Without any pictures, copy the records below once more, exactly as they are.

- [DATASET ENTRIES]
....
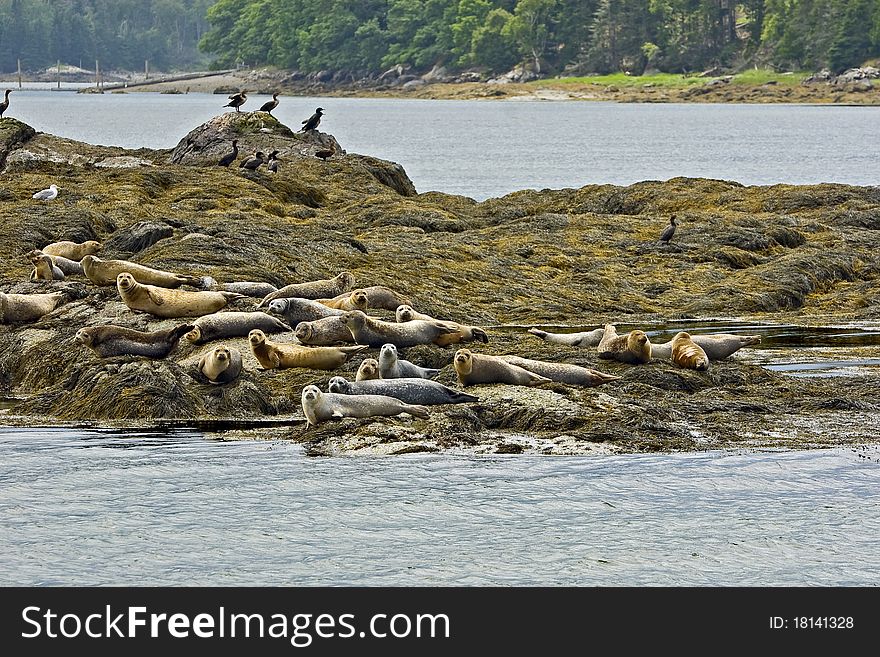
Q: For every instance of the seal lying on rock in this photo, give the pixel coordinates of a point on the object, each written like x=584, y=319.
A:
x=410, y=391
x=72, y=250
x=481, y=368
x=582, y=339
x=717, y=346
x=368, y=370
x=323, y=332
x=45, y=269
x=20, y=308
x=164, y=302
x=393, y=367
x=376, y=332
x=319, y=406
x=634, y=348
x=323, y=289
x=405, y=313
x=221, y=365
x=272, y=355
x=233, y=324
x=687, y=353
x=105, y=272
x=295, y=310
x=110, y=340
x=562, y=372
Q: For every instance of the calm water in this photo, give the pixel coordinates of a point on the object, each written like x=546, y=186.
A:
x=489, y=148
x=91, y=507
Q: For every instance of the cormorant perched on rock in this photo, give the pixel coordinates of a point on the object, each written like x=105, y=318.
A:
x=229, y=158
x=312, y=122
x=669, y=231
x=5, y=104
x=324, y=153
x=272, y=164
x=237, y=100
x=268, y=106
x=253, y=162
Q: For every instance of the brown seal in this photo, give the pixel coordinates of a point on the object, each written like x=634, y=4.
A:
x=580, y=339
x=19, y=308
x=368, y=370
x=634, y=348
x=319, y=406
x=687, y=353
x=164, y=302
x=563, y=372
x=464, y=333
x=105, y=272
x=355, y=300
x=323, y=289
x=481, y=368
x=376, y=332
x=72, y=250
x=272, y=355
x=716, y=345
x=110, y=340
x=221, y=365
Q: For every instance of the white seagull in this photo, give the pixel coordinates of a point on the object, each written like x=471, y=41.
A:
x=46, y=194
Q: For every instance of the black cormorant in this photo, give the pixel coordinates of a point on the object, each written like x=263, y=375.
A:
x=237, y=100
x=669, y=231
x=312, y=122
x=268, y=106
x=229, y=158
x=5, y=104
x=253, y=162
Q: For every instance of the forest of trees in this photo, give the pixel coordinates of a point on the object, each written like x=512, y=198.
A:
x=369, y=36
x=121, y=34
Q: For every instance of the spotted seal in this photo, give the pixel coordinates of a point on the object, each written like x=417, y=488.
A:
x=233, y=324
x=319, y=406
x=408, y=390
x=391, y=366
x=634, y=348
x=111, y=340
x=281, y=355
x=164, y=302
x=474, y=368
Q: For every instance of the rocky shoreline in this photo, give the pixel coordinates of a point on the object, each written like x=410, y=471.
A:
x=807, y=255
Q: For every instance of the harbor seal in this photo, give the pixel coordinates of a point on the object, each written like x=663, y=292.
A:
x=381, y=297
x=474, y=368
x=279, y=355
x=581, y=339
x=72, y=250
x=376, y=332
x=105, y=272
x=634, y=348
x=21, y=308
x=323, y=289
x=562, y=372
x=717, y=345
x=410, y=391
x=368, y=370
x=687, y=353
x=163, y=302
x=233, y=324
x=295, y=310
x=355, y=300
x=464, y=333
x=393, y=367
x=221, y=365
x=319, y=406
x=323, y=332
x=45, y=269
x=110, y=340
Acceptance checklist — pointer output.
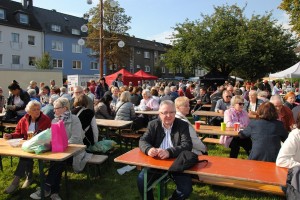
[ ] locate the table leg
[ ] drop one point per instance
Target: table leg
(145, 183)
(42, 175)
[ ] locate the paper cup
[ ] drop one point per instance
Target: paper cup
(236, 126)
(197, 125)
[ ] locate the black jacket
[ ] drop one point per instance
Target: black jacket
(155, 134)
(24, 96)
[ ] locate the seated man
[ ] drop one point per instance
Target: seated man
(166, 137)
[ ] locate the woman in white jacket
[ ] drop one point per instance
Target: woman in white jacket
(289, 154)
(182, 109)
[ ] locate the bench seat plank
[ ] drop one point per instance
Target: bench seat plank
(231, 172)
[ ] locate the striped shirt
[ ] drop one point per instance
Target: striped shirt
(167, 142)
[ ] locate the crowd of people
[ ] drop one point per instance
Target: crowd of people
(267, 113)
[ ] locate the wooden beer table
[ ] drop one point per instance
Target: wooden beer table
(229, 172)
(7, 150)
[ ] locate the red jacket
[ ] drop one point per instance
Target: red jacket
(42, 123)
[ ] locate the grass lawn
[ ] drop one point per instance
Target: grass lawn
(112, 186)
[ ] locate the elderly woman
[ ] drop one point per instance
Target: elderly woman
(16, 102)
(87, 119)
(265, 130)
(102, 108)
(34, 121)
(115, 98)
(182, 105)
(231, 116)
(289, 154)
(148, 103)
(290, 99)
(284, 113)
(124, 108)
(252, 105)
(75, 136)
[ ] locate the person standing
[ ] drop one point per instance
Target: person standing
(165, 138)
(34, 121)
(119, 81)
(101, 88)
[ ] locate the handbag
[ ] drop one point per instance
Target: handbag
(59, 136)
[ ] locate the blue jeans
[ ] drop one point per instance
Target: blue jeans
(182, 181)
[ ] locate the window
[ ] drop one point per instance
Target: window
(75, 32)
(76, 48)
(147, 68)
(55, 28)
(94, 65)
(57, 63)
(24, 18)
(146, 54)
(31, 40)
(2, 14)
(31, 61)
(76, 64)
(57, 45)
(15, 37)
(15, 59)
....
- [THE ANSWER]
Q: For every instance of the seal lying on rock in this photo, give the pixel coordinates of a point on the object, each written like x=584, y=319.
A:
x=410, y=391
x=72, y=250
x=481, y=368
x=582, y=339
x=717, y=346
x=368, y=370
x=323, y=332
x=45, y=269
x=20, y=308
x=164, y=302
x=393, y=367
x=376, y=332
x=319, y=406
x=634, y=348
x=323, y=289
x=405, y=313
x=221, y=365
x=272, y=355
x=233, y=324
x=687, y=353
x=105, y=272
x=295, y=310
x=110, y=340
x=562, y=372
Q: For every instance of the calm water in this photo, give the pixel coordinates of a point on the object, each written like x=546, y=186.
A:
x=489, y=148
x=91, y=507
Q: For every instance of the cormorant perched on rock in this photo, give the pixel coordinates of a point on the object, each written like x=105, y=318.
A:
x=229, y=158
x=312, y=122
x=669, y=231
x=5, y=104
x=324, y=153
x=272, y=164
x=237, y=100
x=268, y=106
x=253, y=162
Q: For every instance of the brown seal in this photo, give the pixel coordinates of a point on the object, each written like x=634, y=4.
A:
x=580, y=339
x=19, y=308
x=368, y=370
x=634, y=348
x=319, y=406
x=687, y=353
x=164, y=302
x=563, y=372
x=464, y=333
x=105, y=272
x=355, y=300
x=323, y=289
x=481, y=368
x=376, y=332
x=72, y=250
x=272, y=355
x=716, y=345
x=110, y=340
x=221, y=365
Q: For every instance of the white seagull in this photo, give the pixel coordinates of a point on the object, each written like x=471, y=41.
A:
x=46, y=194
Q: For every instance of the black cormorant in this photo, give the pixel coordinates of a point on the object, each written like x=263, y=375.
A:
x=237, y=100
x=669, y=231
x=312, y=122
x=268, y=106
x=229, y=158
x=5, y=104
x=253, y=162
Q: For every instance of the forest of trees in this photo, give the pixel coordinates of a point on the object, each written like x=512, y=198.
A:
x=369, y=36
x=121, y=34
Q: For every instance of the spotted seal in this photo, give the pixel coordinates of a point on the object, each written like x=417, y=488.
A:
x=233, y=324
x=319, y=406
x=408, y=390
x=391, y=366
x=634, y=348
x=111, y=340
x=281, y=355
x=164, y=302
x=474, y=368
Q: For every instance of the rocky shoreline in this photo, give the pixel coordinates of a point on the object, each written like x=410, y=471.
A:
x=807, y=255
Q: For every instance of the harbor seal in this photo, give the pixel coordinates of a point on the object, each written like x=663, y=292.
A:
x=381, y=297
x=474, y=368
x=279, y=355
x=581, y=339
x=72, y=250
x=376, y=332
x=105, y=272
x=634, y=348
x=21, y=308
x=323, y=289
x=562, y=372
x=717, y=345
x=410, y=391
x=368, y=370
x=687, y=353
x=163, y=302
x=233, y=324
x=295, y=310
x=355, y=300
x=464, y=333
x=393, y=367
x=221, y=365
x=319, y=406
x=323, y=332
x=45, y=269
x=110, y=340
Acceptance checklist — pointer output.
[ ] locate the table leg
[ ] drop one point per instance
Target: table leg
(145, 183)
(42, 175)
[ ] locate the paper cup
[ ] drop one point per instance
Target: paper cup
(236, 126)
(197, 125)
[ ] locate the black jacket
[ ] drop one point per instance
Target: black jacket
(155, 134)
(24, 96)
[ ] locate the seated man
[ ] drop one point per instance
Target: seated man
(166, 137)
[ ] locate the woman in white jacket
[ ] drop one point per instance
Target: woman in white jacket
(289, 154)
(182, 109)
[ ] locate the bench seat plank
[ ] drop one point per instance
Target: bench seat plank
(231, 172)
[ ] locate the striped shirt
[ ] drop one point per instance
Target: striped shirt
(167, 142)
[ ] locate the crowd of people
[ ] drop one point per instance
Target: crowd of people
(267, 113)
[ ] locate the wooden beer table
[ ] drop one point per instance
Target: wooden beer table
(229, 172)
(7, 150)
[ ] locate the red jacket
[ ] drop one point per instance
Target: red jacket
(42, 123)
[ ] locate the grass lawn
[ ] drop one point per instance
Target: grass lawn
(112, 186)
[ ] locate the elderly woman
[ ] drop one point per instance
Target: elderly woman
(16, 102)
(87, 119)
(265, 130)
(102, 108)
(34, 121)
(115, 98)
(182, 105)
(231, 116)
(289, 154)
(148, 103)
(290, 99)
(284, 113)
(124, 108)
(252, 105)
(75, 136)
[ ] locate the person standing
[ ] drop one point per instance
Target: person standing
(165, 138)
(34, 121)
(119, 81)
(101, 88)
[ ] locate the handbag
[ ] drop one point per instance
Target: handbag
(59, 136)
[ ] locate the blue jeans
[ ] drop one point per instance
Target: blue jeans
(182, 181)
[ ] locate the window
[ ] drop one point per instance
Target: window
(75, 32)
(76, 48)
(147, 68)
(55, 28)
(94, 65)
(57, 63)
(24, 18)
(146, 54)
(31, 40)
(2, 14)
(31, 61)
(76, 64)
(57, 45)
(15, 37)
(15, 59)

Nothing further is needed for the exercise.